Excerpts from point annotation data
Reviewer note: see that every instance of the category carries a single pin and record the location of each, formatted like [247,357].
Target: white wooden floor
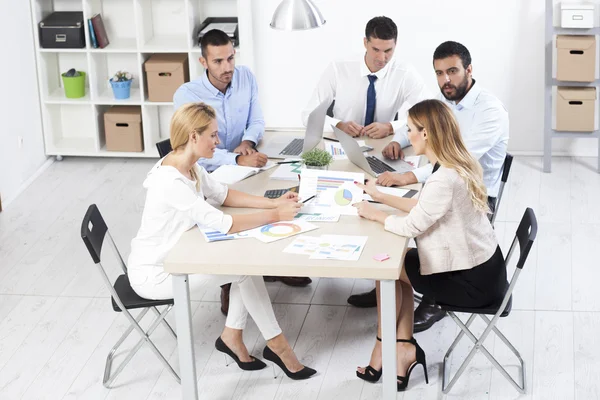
[57,325]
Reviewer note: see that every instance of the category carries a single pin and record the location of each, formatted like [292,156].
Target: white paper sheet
[230,174]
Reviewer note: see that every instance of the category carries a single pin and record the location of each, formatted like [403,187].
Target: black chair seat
[130,298]
[490,310]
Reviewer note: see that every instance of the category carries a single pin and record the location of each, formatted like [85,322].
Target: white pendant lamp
[297,15]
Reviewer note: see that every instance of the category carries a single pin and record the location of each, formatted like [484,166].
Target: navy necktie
[370,114]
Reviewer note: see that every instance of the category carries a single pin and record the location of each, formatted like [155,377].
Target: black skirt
[477,287]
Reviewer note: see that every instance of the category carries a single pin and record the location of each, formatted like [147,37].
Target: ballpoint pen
[310,198]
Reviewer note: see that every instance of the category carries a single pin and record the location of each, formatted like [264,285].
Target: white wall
[20,115]
[505,38]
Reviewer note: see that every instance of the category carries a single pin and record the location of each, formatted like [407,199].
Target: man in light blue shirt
[233,93]
[483,123]
[481,116]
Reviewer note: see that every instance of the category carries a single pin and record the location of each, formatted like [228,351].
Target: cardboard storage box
[123,129]
[576,58]
[575,109]
[164,74]
[576,15]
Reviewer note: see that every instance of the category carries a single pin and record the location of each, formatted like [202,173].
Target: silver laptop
[370,164]
[282,147]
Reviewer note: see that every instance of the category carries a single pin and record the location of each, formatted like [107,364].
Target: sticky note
[381,257]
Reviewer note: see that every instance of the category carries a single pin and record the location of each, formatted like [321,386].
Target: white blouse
[173,206]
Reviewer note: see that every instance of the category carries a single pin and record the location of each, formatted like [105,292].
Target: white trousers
[248,295]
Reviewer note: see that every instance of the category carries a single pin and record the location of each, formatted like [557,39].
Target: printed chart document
[387,190]
[211,235]
[413,160]
[336,150]
[280,230]
[334,191]
[329,247]
[317,217]
[230,174]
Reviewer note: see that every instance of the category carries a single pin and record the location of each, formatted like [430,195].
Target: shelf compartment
[40,9]
[104,66]
[156,120]
[200,10]
[163,26]
[52,65]
[71,129]
[119,22]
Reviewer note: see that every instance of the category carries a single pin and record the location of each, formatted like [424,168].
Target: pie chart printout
[343,197]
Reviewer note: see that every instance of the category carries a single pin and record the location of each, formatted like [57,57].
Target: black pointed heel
[403,380]
[304,373]
[371,374]
[246,366]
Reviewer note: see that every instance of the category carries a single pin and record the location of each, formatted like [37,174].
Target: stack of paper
[288,172]
[329,247]
[335,191]
[230,174]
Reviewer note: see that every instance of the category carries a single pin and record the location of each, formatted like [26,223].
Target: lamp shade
[296,15]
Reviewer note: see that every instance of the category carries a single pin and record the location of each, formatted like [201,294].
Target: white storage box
[576,15]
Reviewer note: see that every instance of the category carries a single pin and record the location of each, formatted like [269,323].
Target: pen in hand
[310,198]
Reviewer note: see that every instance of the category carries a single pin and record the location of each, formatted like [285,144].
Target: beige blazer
[452,234]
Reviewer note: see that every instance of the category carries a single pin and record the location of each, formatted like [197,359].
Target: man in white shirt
[370,90]
[483,123]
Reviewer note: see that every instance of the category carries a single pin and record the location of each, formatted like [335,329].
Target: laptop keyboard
[294,148]
[378,166]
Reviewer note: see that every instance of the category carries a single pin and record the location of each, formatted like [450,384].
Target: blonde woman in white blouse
[458,260]
[178,190]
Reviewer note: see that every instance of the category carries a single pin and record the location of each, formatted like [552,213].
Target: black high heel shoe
[403,380]
[371,374]
[246,366]
[304,373]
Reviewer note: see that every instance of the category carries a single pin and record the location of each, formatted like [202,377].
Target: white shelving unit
[136,29]
[551,30]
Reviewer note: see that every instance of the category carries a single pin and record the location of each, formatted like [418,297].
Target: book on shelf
[100,31]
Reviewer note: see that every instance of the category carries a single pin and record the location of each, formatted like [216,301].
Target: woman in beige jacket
[458,260]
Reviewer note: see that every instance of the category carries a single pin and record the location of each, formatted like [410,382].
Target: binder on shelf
[100,31]
[92,34]
[229,25]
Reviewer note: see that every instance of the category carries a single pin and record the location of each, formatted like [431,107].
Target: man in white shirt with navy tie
[369,90]
[483,123]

* [Given request] Update the listing above so that "single pin" becomes "single marker" everywhere, with every other word left as it is. Omit the pictures from your answer.

* [Final answer]
Reviewer note: see that every instance of the category carries a single marker and record the location of each, formatted like [247,357].
Target: white wooden floor
[57,325]
Reviewer note: see that every instance of the category carries a single marker and record the location of each, formatted like [292,156].
Target: white paper sheet
[230,174]
Reviewer note: see that every instance of the category carries a single marker and record the location of each, formatted like [403,187].
Target: black chair seat
[130,298]
[490,310]
Reviewer note: see that every instance of the category carries a single marker and record the location of each, formatted like [85,322].
Target: white pendant lamp
[297,15]
Reviewer note: see that every instance of the category carries a single marker and record the location of each, formatted like [484,166].
Target: navy necktie
[370,114]
Reviewer note: see that every instance of the category carries a single marker and record the location of each, formatted like [155,377].
Target: black skirt
[477,287]
Reviewer note: see that every instance of the category carries a single marker and record the location of each, formatted like [147,37].
Target: ballpoint pen
[310,198]
Reviewer note: see that every instance of the category carries a single marker and record the location of each, formatted like [264,285].
Target: white wall
[20,115]
[505,38]
Reviewer note: see that every instance of the category carries a single marker and record the location of each, formatted like [407,199].
Target: man in light blue shirt
[233,93]
[483,123]
[481,116]
Reviewer note: see that every instance of the category carries a single marker and record the location of each, formatted like [228,351].
Target: cardboard storage box
[123,129]
[576,58]
[575,109]
[164,74]
[576,15]
Reviewer note: see that every instance of the category carries a single marker and record the location of each, formatted like [202,173].
Target: silver laptop
[370,164]
[282,147]
Reviewer note: see that every instance of the category carries a single marker and record the location of each, formatted like [107,364].
Target: sticky note
[381,257]
Reviewer note: see that every instance of the category carries a single marker and record the location of each, formatted like [321,386].
Target: white blouse
[173,206]
Reviewer note: see that every instance of the category carries a single marker and record the location of each, formatted like [105,292].
Target: white trousers
[248,295]
Reviewer note: see that every instance of the category carries a single marker and record the location of each, formatted like [557,39].
Target: printed chart document
[387,190]
[211,235]
[413,160]
[336,150]
[280,230]
[334,191]
[329,247]
[317,217]
[230,174]
Reviewer note: see that every instance of the category carries a single marker and record the location of each, formatted like [430,195].
Target: shelf compartment
[40,9]
[104,66]
[156,120]
[200,10]
[163,26]
[52,65]
[71,129]
[119,22]
Reviewer note: see that every instance of the category carries a single marker and record the location of each, formatted like [424,168].
Target: pie chart printout
[343,197]
Reviewer note: see that every instance of the category carries a single marker and record the location of each, formatted like [57,57].
Target: black pointed heel
[403,380]
[304,373]
[371,374]
[246,366]
Reviewer note: see that every instance of the category carries a single marker and record the location of each, formatted like [37,174].
Target: stack of paper
[288,172]
[329,247]
[335,191]
[230,174]
Reviewer note: see that every instance of the category carries a single marker and record the location of each, formatted like [26,223].
Target: lamp shade
[296,15]
Reviewer note: see that every instance of the category carries a single marker and record the location of each, formatted like [201,294].
Target: white storage box
[576,15]
Reviewer note: see that every instance of the category carries a single marker and record the location of each, formatted like [269,323].
Target: pen in hand
[310,198]
Reviewer note: see that every instance of the category carries a single marker and record the location of each, formatted like [285,144].
Target: beige blazer
[452,234]
Reviewer note: see that every instance of the category carries a single marker and record the location of each, formatted like [197,359].
Target: man in white shirt
[370,90]
[483,123]
Reviewer note: see that every instance of the category carries a single marker and record the location of each, formatted like [335,329].
Target: laptop keyboard
[294,148]
[378,166]
Reviewer note: see that every instance of the category carries a single marker and record the location of each, formatted like [450,384].
Target: blonde woman in white blouse
[458,260]
[178,190]
Reviewer note: see that every instance of the category carries a single marker and record the location of each, formatted like [552,213].
Target: black high heel shoe
[403,380]
[371,374]
[246,366]
[304,373]
Reviewer note: see that every instance of the category carries a single marker and record the location of each, formatted like [202,377].
Target: white shelving unit
[136,29]
[551,30]
Reviewer note: see that every instance of the category carries a single marker and record the location of each, formatted like [418,297].
Target: book on shelf
[100,31]
Reviewer note: see that every instance of the category carries a single marker and record the location of each, formatted like [216,301].
Target: woman in beige jacket
[458,260]
Reviewer note: see that every instance of the category carries a single marker and record the location of each, formatted like [410,382].
Target: binder on shelf
[100,31]
[92,34]
[229,25]
Reviewer note: see that every instance of the category carries a single marker and record the location of each, formatted like [431,107].
Target: man in white shirt with navy tie
[369,90]
[483,123]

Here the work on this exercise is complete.